Locate each line in the listing below that contains the word "instance" and copy those lines out in full. Case counts.

= = = = =

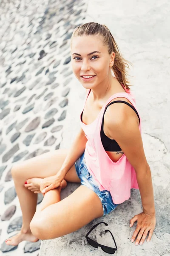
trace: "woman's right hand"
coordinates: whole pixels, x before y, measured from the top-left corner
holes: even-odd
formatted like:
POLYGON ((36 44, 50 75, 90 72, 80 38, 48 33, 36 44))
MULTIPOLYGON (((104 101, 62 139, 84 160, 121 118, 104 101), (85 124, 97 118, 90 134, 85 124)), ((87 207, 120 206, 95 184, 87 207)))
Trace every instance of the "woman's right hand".
POLYGON ((49 190, 60 186, 64 178, 64 177, 62 177, 59 174, 44 178, 40 184, 40 192, 44 194, 49 190))

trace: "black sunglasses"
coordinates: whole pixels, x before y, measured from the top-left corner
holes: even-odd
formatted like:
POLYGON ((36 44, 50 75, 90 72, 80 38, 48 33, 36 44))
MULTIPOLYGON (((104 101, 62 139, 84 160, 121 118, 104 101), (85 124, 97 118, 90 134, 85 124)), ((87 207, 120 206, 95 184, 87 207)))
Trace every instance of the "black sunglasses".
POLYGON ((98 226, 98 225, 99 225, 99 224, 100 224, 101 223, 104 223, 104 224, 105 224, 106 226, 108 226, 108 224, 107 224, 105 222, 99 222, 99 223, 96 224, 96 225, 95 225, 94 227, 93 227, 91 228, 91 229, 89 231, 88 231, 88 233, 87 234, 87 235, 85 236, 85 238, 87 239, 87 241, 88 241, 88 242, 92 246, 93 246, 93 247, 94 247, 95 248, 98 248, 99 247, 99 246, 101 247, 101 249, 105 253, 110 253, 110 254, 114 254, 115 252, 117 250, 117 245, 116 243, 115 240, 114 240, 113 236, 112 233, 110 230, 105 230, 105 232, 109 232, 110 233, 111 236, 112 236, 113 239, 114 241, 114 243, 115 244, 115 246, 116 246, 116 248, 112 248, 111 247, 109 247, 108 246, 106 246, 105 245, 102 245, 102 244, 99 244, 99 243, 98 243, 97 242, 96 242, 96 241, 94 241, 94 240, 92 239, 91 238, 88 237, 88 236, 89 235, 90 233, 91 233, 91 231, 94 229, 95 229, 95 227, 97 227, 97 226, 98 226))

= = = = =

§ **Finished answer**:
Trace every instance of the "woman's right hand".
Trace every instance of the "black sunglasses".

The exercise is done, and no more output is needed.